◆ Work to complete
Leaving out the pictures, output each record exactly as it stands.

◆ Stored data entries

----------

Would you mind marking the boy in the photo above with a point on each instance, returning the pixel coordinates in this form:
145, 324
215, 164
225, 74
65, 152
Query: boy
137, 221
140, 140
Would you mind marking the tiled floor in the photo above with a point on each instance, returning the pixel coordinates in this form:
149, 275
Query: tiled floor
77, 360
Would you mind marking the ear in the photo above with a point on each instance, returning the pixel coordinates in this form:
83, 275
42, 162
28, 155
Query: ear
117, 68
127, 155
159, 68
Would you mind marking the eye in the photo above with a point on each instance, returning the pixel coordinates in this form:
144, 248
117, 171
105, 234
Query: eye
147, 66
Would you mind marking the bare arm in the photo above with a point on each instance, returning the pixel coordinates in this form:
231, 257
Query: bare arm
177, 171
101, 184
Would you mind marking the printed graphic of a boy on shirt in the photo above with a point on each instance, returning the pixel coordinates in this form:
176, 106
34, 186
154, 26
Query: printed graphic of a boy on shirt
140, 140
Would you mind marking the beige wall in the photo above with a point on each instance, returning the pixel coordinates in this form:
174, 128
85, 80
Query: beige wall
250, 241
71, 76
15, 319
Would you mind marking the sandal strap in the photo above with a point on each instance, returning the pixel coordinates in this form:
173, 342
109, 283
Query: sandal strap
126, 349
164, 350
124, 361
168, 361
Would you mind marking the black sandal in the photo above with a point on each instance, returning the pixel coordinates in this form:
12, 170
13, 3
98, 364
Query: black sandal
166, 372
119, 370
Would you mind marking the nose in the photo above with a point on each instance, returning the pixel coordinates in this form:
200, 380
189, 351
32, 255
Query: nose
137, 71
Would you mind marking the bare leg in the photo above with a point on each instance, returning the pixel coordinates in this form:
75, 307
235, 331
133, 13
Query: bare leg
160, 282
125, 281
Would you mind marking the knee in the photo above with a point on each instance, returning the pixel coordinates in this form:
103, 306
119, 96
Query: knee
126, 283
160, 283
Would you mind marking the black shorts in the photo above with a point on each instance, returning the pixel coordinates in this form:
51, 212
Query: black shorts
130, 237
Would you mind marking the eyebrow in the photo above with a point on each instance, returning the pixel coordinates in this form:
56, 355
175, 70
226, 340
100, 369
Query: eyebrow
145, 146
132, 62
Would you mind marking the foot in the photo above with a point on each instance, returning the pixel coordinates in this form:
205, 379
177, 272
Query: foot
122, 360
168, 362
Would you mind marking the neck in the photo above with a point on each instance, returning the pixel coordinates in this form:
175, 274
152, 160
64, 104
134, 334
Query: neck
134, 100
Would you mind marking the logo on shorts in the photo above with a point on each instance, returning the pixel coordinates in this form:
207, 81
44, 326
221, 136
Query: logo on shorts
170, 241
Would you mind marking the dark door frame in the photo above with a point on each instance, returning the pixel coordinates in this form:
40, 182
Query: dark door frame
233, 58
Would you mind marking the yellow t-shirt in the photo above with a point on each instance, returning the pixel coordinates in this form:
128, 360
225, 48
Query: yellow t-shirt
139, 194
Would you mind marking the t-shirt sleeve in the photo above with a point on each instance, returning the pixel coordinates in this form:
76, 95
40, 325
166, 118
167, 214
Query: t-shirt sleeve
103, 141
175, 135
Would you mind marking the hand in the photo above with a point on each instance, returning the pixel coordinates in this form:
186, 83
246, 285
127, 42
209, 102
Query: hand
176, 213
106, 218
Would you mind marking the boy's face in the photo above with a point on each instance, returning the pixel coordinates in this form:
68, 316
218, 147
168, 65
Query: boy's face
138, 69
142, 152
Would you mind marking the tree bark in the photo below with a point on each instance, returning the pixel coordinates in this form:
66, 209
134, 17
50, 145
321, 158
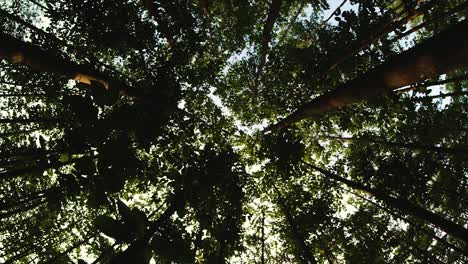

----------

◆ Answer box
Would you mind marking the boy in the photo above with a point on each instance, returning the pixel coordinates in this form:
145, 324
215, 164
225, 74
65, 152
Query: boy
137, 221
140, 140
Would you mind marking the tiled floor in the photo above with a point on each instance, returning the pixel coordinates in this form:
149, 275
Query: tiled floor
77, 360
Would you mind marking the ear in the photo above with a point on each instance, returning the pixel coordinates in this form:
83, 275
42, 162
28, 155
Query: ear
117, 68
127, 155
159, 68
Would you mind marking the eye in the photo above with a point on each instance, returning the pixel coordinates in this form:
144, 248
117, 171
105, 234
Query: eye
147, 66
Would you mind marking the bare arm in the photo above with a point on each instance, returning the pixel coordinates in this form:
231, 257
Query: bare arm
177, 171
101, 184
Would you mind marking the printed graphic of a boy on shirt in the photo above with a point on each instance, returning the pixel coordinates in this form:
176, 106
34, 186
154, 26
Query: printed graphic of a boy on shirt
140, 140
Would you mind marking the beige wall in the photo above with a point on each instance, returning the pixel coordinates in this form:
174, 128
85, 80
Query: beige wall
250, 241
71, 76
15, 319
Would you mind marking the sandal strap in the photo above with a point on each instance, returning the pixel coordinates in this form:
173, 342
109, 283
Query: sandal strap
126, 349
164, 350
124, 361
168, 361
Would you mind marking the black sandal in the photo above with a point on each instance, returning the pixel coordinates in this form:
12, 170
13, 3
98, 364
Query: black sandal
166, 372
119, 370
Would you mind marking the nose in the photo above with a point on each instance, returning the pixel coordinates in this form:
200, 380
189, 351
32, 255
Query: nose
137, 71
Would you mind marking the bare leg in the photo above with a point on each instance, returning the pixel coordinates in this form:
75, 307
235, 331
133, 13
Query: bare leg
160, 282
125, 281
Would you mind marking the knee in the photo above with a point on each instance, returning the pixel coordinates in this form:
103, 306
119, 96
Query: knee
126, 283
160, 283
Would you mind marking the black shorts in the photo above with a point on each instance, returning the pixel coordinates in this form:
51, 212
Query: black shorts
130, 237
Would you mind marking the eyebrow in the photo above with a point on each instance, returning the pixel coordinates in this form:
56, 355
175, 70
226, 340
100, 369
Query: eyebrow
145, 146
132, 62
Would you mind marking the foot in the photo above with a point on each instance, returning the pixel coordinates in this form:
205, 379
177, 272
Query: foot
122, 360
168, 362
Would you mind marking the neck in the photo above with a point on each instance, returning the pixel coordinates in this form:
175, 274
152, 160
64, 104
134, 334
Query: neck
134, 100
Would you mind marking the logo on shorts in the photo above with a point on each instance, returning the pixel coordinates in this form:
207, 81
44, 326
221, 136
Query: logo on shorts
170, 241
Would you mind marking the dark door frame in the photo above with a point on each instance, returning the pixel coordinates in this form:
40, 182
Query: dark door frame
233, 58
Would you mind marking the yellow t-shirt in the photo above with a point on each instance, returning the pixel coordinates in this form:
128, 360
225, 48
Query: yellow t-shirt
139, 194
Would you mind marking the t-shirt sleeve in the photo above with a point on each instance, returning the pixel coordinates in this form:
76, 95
40, 325
166, 118
167, 214
Query: t-shirt sleeve
103, 141
175, 135
Would you mind marking the hand in the photo above with a point on each instance, returning the pixel coordinates in this form:
186, 83
246, 285
127, 42
209, 102
Query: hand
176, 213
106, 218
Would you mind marking the boy's face in the photo above with a point on each instance, returning the pixel coordinates in this form:
68, 316
218, 147
168, 65
Query: boy's face
138, 69
142, 152
Would you mind marking the tree bark in the photo below with a point on each instance, returning the pixel coordinates in this form:
66, 209
134, 17
50, 145
321, 158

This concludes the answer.